*What is being asked*
Summarize the text excerpt on person-period data below in two sentences.

*Text excerpt*
One may wonder whether the analysis of the multiple records in a Person-Period data set yields appropriate parameter estimates, standard errors and goodness-of-fit statistics when the multiple records for each person in the data set do not appear to be independent from each other. This is not an issue in discrete time survival analysis because the hazard function describes the conditional probability of event occurrence, where the conditioning depends on the individual surviving until each specific time period \(s\) and his or her values for the substantive predictors in each time period. Therefore, records in the person-period data need to only assume conditional independence.
The next section details the exampler data (Scania Data) in this tutorial, followed by a demonstration of Gompertz regression and a brief introduction to its multilevel and Bayesian extension.

*Items*
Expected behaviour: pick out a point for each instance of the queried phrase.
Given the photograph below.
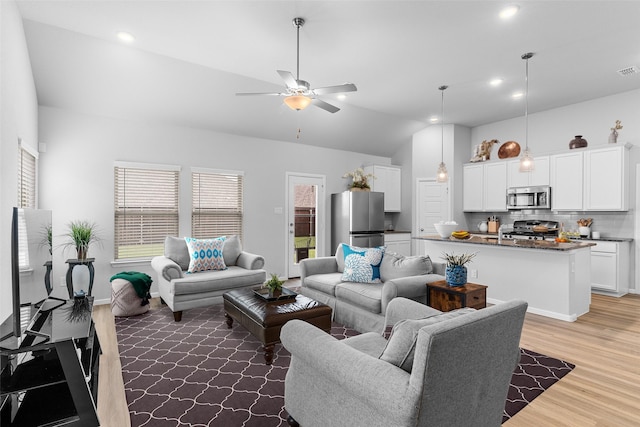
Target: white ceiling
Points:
(191, 57)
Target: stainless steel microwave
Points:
(529, 198)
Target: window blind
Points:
(217, 206)
(26, 179)
(146, 210)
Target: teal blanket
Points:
(141, 282)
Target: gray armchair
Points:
(457, 375)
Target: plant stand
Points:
(72, 263)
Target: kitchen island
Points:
(554, 278)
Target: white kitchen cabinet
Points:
(473, 188)
(398, 242)
(591, 180)
(484, 187)
(606, 179)
(388, 180)
(610, 267)
(566, 181)
(538, 176)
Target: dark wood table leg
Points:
(268, 353)
(229, 320)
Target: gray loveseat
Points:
(181, 290)
(451, 369)
(362, 306)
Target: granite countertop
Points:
(604, 239)
(492, 240)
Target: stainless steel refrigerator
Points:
(357, 218)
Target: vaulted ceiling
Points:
(189, 58)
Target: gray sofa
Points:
(182, 291)
(458, 376)
(362, 306)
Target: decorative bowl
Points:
(445, 230)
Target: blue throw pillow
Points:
(362, 265)
(205, 254)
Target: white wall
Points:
(78, 178)
(18, 119)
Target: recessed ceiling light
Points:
(125, 37)
(509, 11)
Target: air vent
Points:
(629, 71)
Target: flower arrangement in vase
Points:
(613, 137)
(274, 284)
(456, 271)
(359, 180)
(81, 235)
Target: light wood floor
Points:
(603, 389)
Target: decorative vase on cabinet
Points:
(456, 275)
(578, 142)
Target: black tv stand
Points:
(51, 377)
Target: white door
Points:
(432, 206)
(305, 219)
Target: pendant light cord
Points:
(298, 25)
(442, 89)
(526, 57)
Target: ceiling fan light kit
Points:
(297, 102)
(298, 94)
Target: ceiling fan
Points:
(298, 94)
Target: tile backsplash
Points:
(609, 224)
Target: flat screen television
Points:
(31, 269)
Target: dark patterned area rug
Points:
(199, 373)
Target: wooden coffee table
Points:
(264, 319)
(443, 297)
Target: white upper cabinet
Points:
(484, 187)
(388, 180)
(566, 181)
(606, 179)
(591, 180)
(495, 187)
(473, 188)
(538, 176)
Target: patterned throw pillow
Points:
(362, 265)
(205, 254)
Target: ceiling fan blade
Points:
(325, 105)
(258, 93)
(347, 87)
(288, 78)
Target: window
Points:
(216, 203)
(146, 209)
(27, 165)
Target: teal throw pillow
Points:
(362, 265)
(205, 254)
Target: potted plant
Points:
(274, 284)
(82, 234)
(359, 180)
(456, 272)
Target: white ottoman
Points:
(124, 299)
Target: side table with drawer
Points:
(443, 297)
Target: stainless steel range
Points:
(533, 230)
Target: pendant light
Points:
(526, 161)
(442, 175)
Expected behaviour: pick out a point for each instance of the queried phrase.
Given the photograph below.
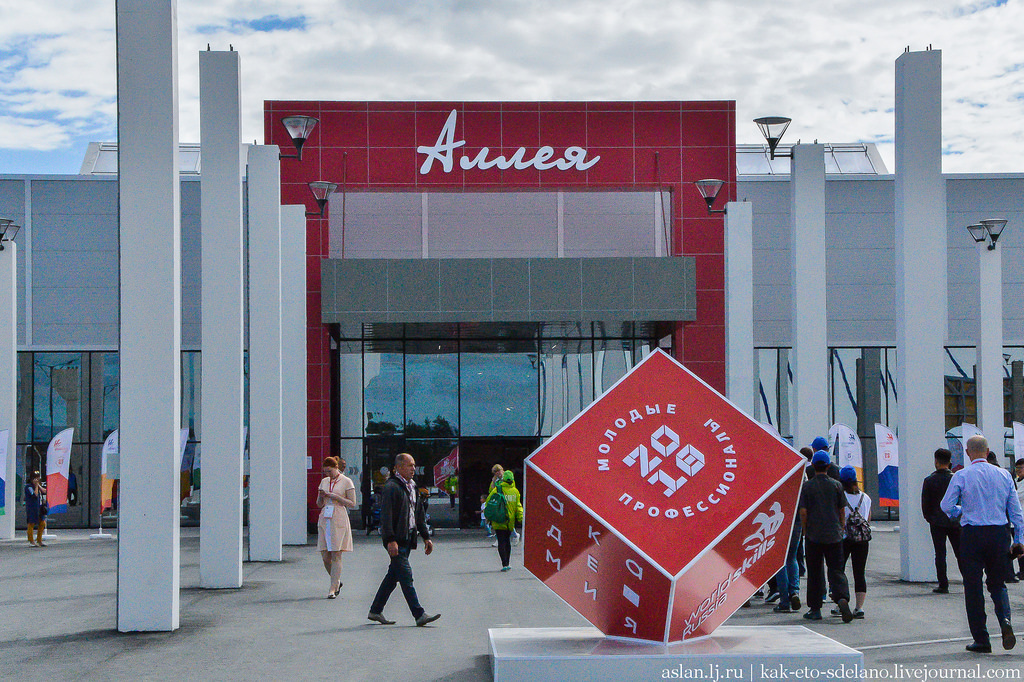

*Exercise answer*
In discrete time survival analysis, the apparent lack of independence among the multiple records for each person in a person-period data set does not undermine the estimates, standard errors or goodness-of-fit statistics. This is because the hazard function is a probability conditioned on the individual surviving to each time period and on his or her predictor values in that period, so the records need only assume conditional independence.